When you reach the line that contains "Target: white planter pot" in the data below, start reproducing lines exactly, and stop after the line that contains "Mark every instance of the boat".

Image-grounded pointing data:
::::
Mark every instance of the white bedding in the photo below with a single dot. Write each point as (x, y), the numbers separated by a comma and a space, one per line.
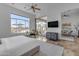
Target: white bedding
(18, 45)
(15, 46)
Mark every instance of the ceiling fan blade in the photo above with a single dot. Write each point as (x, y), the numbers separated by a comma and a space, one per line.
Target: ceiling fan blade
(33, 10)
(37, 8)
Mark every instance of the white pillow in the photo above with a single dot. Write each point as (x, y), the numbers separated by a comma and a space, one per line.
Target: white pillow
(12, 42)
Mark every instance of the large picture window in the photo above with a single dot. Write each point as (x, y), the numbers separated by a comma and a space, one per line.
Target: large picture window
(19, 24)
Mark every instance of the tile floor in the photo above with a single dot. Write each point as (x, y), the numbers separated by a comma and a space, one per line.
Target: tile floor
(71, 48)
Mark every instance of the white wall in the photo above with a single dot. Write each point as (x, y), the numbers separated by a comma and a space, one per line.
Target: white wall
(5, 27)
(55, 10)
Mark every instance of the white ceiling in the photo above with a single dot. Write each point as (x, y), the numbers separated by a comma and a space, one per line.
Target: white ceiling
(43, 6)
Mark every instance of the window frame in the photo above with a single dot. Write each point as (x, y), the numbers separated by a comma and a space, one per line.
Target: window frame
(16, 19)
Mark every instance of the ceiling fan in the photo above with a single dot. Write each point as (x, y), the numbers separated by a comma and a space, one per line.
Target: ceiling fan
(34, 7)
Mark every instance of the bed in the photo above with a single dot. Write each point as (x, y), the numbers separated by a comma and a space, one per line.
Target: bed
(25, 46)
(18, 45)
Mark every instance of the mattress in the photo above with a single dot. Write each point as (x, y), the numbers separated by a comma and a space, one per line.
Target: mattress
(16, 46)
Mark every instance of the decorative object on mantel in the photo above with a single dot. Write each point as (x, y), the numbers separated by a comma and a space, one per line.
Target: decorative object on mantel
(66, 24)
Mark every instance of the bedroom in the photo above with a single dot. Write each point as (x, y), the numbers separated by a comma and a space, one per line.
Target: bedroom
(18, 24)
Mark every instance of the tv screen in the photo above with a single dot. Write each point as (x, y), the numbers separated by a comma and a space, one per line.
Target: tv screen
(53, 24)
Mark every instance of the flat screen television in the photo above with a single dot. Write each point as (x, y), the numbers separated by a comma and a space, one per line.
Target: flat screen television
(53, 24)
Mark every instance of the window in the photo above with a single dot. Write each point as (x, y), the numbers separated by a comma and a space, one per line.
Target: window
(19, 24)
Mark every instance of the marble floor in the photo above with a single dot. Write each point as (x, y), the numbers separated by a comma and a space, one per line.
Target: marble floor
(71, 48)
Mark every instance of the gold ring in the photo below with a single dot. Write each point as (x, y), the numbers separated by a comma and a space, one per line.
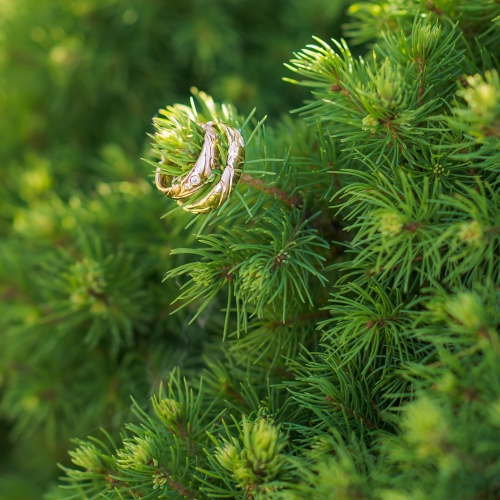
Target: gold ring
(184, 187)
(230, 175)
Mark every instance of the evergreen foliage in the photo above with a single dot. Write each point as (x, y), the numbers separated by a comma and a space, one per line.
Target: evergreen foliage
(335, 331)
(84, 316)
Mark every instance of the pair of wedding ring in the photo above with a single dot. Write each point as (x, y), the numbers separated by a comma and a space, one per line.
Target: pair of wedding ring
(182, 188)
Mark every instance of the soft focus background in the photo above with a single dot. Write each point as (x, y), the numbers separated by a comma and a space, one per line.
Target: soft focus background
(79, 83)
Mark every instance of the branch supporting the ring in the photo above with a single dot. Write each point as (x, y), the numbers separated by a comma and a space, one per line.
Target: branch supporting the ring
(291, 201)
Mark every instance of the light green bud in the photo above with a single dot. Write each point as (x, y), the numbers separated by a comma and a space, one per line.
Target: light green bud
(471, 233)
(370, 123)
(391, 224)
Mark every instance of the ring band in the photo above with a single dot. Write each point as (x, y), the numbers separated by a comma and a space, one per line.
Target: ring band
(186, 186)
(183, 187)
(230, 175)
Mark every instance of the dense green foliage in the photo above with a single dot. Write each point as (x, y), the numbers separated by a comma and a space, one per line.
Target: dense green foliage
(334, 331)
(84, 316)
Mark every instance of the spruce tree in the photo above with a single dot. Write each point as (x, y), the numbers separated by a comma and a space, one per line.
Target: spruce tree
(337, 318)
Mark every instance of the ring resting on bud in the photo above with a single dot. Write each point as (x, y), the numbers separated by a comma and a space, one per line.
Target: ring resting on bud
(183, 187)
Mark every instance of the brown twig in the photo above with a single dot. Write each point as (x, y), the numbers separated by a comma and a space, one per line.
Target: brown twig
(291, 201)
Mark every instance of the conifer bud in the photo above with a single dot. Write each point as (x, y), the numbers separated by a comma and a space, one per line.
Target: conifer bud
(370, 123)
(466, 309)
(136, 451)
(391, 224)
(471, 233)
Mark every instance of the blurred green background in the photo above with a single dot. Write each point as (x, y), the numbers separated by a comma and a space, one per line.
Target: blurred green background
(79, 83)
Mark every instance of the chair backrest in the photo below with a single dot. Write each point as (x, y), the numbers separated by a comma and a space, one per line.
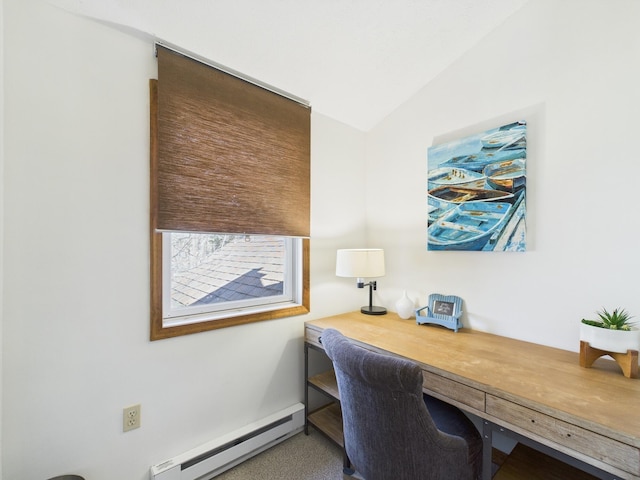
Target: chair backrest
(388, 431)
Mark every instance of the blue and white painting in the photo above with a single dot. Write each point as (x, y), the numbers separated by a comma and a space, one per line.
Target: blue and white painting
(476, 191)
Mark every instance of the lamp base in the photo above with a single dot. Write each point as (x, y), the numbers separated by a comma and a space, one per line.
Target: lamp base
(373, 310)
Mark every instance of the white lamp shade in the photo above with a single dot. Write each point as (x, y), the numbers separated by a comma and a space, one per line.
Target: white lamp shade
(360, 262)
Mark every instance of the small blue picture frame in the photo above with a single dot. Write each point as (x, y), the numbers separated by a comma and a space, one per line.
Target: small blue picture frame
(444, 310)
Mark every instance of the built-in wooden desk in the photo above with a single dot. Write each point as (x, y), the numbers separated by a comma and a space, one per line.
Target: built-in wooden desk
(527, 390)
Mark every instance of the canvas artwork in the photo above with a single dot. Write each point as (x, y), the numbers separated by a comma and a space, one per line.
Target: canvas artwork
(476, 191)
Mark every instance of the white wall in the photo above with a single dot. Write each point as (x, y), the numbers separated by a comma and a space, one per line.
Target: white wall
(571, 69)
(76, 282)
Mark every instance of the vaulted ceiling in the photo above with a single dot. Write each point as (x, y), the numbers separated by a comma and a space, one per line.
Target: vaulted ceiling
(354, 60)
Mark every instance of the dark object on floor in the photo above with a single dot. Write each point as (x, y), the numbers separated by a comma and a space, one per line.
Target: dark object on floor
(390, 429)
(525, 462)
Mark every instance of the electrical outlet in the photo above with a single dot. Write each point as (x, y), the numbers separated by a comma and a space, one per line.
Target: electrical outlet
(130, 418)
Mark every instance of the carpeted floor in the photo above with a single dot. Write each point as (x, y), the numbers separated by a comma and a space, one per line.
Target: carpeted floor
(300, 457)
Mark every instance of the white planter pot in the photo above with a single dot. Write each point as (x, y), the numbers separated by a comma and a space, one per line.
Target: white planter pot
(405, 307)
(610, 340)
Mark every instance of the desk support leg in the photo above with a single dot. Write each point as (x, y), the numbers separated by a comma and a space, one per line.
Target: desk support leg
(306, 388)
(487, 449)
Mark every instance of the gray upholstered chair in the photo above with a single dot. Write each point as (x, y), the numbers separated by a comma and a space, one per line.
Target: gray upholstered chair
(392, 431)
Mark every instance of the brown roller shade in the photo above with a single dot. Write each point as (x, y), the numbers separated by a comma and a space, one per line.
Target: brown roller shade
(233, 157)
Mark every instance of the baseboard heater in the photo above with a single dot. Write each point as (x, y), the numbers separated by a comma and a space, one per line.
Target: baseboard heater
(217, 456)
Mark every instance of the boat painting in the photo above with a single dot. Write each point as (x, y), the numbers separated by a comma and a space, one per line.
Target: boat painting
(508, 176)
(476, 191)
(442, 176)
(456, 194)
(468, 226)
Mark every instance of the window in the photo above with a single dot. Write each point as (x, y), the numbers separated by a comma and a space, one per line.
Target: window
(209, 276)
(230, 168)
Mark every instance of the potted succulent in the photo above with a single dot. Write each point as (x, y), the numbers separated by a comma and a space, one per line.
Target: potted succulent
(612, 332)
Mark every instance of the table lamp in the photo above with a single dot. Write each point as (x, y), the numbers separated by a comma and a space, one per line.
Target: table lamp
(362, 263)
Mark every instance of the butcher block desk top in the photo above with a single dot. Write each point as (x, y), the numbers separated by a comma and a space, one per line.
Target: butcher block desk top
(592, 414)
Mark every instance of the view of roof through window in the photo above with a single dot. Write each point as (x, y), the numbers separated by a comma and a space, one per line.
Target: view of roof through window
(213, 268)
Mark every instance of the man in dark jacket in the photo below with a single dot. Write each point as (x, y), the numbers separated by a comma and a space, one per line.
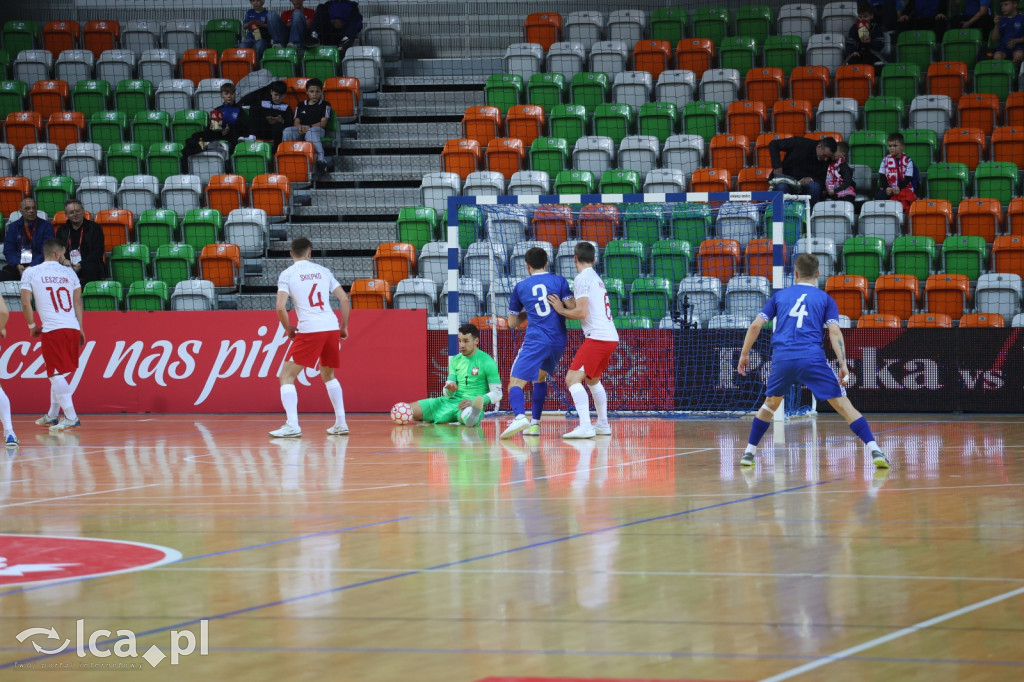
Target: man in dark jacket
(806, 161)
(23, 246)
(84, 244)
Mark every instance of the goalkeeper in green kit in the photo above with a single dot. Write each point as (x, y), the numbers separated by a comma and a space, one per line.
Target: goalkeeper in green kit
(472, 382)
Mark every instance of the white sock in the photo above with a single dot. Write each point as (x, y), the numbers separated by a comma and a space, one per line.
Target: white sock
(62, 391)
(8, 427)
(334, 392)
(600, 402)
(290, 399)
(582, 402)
::::
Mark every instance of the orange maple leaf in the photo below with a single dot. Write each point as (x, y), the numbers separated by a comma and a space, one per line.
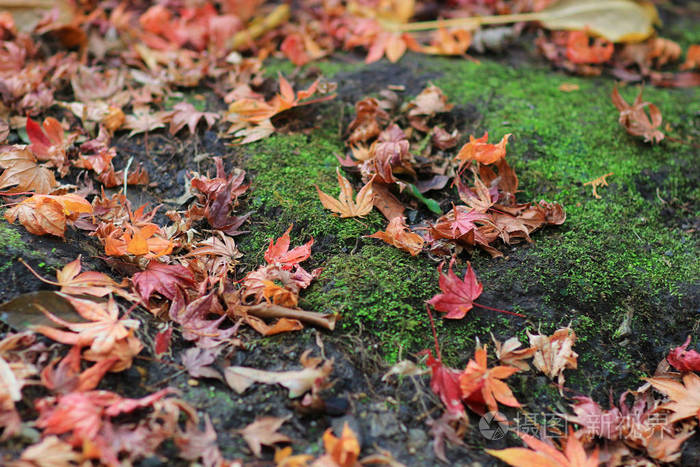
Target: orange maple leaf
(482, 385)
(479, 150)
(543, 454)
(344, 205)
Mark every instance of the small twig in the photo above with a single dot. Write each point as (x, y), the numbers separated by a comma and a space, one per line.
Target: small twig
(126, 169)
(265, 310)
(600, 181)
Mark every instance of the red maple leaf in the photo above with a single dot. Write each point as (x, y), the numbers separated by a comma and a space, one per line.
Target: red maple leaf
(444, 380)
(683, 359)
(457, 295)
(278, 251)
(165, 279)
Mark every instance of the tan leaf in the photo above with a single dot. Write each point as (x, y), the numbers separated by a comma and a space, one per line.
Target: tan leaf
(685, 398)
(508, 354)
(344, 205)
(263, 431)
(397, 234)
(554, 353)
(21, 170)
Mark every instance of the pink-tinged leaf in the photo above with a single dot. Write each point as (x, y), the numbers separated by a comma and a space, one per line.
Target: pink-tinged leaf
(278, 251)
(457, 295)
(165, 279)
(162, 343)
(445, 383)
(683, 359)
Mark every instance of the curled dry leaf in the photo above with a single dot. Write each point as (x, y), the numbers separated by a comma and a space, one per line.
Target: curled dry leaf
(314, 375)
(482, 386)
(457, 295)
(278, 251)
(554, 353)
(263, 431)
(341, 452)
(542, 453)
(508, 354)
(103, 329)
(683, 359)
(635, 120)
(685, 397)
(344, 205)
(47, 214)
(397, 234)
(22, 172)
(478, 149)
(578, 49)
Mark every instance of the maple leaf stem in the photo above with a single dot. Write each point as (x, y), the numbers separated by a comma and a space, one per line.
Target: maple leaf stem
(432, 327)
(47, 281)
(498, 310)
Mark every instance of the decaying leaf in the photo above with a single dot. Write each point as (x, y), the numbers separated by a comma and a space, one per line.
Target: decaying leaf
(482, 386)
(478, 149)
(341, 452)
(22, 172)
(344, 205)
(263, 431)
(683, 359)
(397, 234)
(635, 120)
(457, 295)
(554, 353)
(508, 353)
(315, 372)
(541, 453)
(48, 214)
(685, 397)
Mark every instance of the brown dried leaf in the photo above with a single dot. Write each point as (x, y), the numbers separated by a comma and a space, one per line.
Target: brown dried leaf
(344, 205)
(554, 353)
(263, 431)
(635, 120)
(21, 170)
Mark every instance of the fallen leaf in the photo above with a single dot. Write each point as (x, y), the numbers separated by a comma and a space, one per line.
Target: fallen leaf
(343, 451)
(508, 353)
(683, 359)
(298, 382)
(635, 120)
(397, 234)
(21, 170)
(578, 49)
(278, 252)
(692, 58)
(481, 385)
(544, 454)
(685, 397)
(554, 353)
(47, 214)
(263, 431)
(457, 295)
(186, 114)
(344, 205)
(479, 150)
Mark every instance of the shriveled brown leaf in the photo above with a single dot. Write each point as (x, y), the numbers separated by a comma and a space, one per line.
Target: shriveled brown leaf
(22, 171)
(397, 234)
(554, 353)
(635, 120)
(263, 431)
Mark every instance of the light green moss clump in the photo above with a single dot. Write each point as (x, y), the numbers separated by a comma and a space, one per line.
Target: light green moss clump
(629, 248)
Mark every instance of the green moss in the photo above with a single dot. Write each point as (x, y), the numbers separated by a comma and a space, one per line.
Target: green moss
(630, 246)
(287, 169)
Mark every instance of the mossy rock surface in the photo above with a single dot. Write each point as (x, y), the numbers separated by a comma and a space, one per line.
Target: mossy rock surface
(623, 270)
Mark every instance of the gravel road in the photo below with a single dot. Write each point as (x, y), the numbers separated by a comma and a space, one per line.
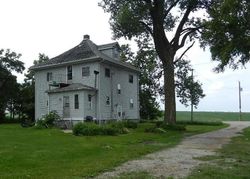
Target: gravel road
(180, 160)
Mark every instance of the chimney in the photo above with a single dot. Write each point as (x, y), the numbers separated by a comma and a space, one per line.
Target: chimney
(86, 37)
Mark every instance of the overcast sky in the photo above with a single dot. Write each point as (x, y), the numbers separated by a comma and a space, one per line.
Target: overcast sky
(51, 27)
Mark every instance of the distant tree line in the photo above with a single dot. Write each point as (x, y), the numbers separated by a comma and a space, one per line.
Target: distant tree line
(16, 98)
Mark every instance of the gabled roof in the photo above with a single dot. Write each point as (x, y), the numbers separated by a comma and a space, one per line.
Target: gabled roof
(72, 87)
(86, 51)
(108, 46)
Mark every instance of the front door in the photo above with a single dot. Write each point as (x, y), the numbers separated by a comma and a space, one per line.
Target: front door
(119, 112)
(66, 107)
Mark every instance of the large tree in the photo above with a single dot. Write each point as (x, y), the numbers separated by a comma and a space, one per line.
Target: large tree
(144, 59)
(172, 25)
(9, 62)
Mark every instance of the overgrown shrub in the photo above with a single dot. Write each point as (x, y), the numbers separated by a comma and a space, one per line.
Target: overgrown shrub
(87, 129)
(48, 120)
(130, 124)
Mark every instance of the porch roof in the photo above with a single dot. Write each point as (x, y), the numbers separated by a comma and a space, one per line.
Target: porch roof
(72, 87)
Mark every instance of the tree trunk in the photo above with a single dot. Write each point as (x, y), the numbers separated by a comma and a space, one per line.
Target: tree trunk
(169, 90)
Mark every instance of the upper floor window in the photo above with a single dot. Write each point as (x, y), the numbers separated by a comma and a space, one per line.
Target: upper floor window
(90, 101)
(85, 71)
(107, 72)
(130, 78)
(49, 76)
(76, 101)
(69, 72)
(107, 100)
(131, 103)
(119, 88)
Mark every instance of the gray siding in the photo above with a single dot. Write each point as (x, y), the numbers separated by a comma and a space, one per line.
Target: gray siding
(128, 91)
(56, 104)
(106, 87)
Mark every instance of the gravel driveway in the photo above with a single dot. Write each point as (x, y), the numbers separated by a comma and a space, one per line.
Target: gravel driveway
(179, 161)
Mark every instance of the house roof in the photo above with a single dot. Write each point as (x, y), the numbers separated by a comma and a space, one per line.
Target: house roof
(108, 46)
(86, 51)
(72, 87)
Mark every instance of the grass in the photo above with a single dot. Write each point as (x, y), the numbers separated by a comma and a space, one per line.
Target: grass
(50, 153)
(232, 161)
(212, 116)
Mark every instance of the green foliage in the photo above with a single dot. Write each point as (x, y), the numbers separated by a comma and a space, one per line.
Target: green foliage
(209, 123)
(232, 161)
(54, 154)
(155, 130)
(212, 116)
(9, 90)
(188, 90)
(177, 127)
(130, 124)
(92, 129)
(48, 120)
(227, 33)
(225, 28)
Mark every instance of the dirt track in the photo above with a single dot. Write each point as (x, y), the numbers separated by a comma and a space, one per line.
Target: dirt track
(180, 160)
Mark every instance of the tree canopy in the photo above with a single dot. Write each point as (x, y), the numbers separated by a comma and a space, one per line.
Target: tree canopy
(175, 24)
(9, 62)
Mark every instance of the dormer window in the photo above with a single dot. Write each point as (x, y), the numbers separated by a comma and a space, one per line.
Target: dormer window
::::
» ANSWER SPACE
Target: white planter pot
(405, 307)
(610, 340)
Mark every instance of the desk support leg in the photo above with a single dot. Write each point as (x, y), the numbers separated by a comma and a space, one per line.
Target: desk support leg
(306, 388)
(487, 449)
Mark every instance of the gray upholstered chair in the photo above with a single dot. Write each point as (x, y), the numbers separated by a comma and a space, one per line.
Target: gray upholstered chair
(392, 431)
Mark every instance of the brown roller shade in the photo above with a single dot. Write each point as (x, y), the numbers separated by a comma and a space, one per line.
Target: brown roller shade
(233, 157)
Mark every instance of the baseboard heater in the photo above with a single dot. Write each point as (x, y), the numbers separated by a comma and a space, one per line.
Target: baseboard heater
(217, 456)
Mark every instance of the boat painting in the photo above with a single dot. Write each point as (x, y), the numbers separated by a comma and a space, one per line.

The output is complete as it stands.